REQUIREMENT
Return, in their exact form, the lines that lie between the start of the data below and the line containing "Target: brown grass", with both ends included.

--- START ---

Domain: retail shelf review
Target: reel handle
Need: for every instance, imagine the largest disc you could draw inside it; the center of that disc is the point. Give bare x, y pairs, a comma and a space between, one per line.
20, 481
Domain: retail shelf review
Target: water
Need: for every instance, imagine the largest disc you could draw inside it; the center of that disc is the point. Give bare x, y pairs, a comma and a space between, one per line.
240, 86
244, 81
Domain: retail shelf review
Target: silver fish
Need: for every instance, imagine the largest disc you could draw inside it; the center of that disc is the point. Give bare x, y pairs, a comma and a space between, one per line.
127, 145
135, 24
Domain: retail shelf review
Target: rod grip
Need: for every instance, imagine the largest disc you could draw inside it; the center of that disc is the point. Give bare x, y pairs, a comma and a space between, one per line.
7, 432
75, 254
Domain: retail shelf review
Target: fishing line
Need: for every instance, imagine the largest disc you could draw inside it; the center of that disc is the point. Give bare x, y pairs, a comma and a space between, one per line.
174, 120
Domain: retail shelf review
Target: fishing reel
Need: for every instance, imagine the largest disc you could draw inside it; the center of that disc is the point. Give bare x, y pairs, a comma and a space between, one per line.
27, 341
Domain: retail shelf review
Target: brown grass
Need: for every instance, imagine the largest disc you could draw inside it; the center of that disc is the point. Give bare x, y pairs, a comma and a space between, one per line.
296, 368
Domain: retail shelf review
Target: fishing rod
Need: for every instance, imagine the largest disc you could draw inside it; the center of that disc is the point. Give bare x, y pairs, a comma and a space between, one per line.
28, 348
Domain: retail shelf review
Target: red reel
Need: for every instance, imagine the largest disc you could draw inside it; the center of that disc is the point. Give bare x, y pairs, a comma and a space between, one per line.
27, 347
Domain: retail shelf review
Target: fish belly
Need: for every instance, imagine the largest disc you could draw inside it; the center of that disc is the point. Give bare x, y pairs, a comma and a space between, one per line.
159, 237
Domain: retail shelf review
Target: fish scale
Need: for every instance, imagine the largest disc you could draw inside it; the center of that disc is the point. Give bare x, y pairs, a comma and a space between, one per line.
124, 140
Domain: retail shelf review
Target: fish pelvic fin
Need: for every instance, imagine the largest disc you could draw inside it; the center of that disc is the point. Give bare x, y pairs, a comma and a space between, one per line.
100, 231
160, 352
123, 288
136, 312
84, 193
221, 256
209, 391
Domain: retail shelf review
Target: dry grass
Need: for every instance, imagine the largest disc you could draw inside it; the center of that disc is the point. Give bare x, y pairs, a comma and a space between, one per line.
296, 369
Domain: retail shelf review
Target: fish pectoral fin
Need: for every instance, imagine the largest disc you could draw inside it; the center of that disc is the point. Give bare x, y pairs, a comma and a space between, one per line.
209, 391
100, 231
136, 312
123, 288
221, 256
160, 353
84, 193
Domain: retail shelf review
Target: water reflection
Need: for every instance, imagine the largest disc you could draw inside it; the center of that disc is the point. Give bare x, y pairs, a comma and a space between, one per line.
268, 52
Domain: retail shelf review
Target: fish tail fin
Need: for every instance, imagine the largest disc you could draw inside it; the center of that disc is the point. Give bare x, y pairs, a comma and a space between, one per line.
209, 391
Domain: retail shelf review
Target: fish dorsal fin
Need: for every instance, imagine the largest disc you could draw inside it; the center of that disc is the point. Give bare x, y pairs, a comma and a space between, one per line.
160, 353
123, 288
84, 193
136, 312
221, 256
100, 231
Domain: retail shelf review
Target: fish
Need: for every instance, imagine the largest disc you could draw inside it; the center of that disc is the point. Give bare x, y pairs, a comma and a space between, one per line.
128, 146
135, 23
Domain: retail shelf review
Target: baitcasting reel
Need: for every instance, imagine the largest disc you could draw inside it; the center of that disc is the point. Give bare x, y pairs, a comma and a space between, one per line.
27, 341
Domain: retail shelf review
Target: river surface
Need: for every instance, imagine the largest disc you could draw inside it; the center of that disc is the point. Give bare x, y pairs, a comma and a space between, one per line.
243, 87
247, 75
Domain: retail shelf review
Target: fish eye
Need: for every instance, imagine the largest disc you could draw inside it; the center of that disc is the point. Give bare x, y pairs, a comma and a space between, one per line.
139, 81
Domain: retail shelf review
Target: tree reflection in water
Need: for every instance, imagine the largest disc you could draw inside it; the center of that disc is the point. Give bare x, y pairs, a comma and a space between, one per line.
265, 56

--- END ---

RESPONSE AREA
Domain: retail shelf review
Target: reel handle
Need: for every instance, imagine the largest disc you could draw inside it; the center of that disc is the point. Give bare x, y pairs, a comma and a space between, one per line.
20, 481
Domain: retail shelf review
Target: water
Need: for every instance, imagine the largest disc you could draw inside it; the center of that disc is the point. Give bare x, y pairs, a comma and a space between, one per line.
240, 86
244, 81
Domain: retail shelf review
Target: silver fish
Need: for every instance, imagine the largest disc you could draw inside it; the center of that disc is the point. Give bare x, y pairs, a comma and a space between, one per line.
127, 145
135, 24
Domain: retail shelf review
Target: rod grip
Need: for every instance, imagine the largest disc you could draw inside it; the center of that disc is the point. Give bare x, y pairs, a comma and a space between, one per line.
7, 432
75, 254
Domain: retail shelf review
Target: fishing line
Need: for every instance, imagine the largest disc you could draw inside it; the center of that disc is the point. Give bare x, y pairs, a comma and a space between, one per line.
174, 120
Domain: retail shelf review
Target: fishing reel
Need: for every instance, imagine the largest disc you could draw inside it; the center of that disc is the point. Give bare x, y pairs, a comma and a space between, one per line.
27, 341
Domain: retail shelf review
Target: brown grass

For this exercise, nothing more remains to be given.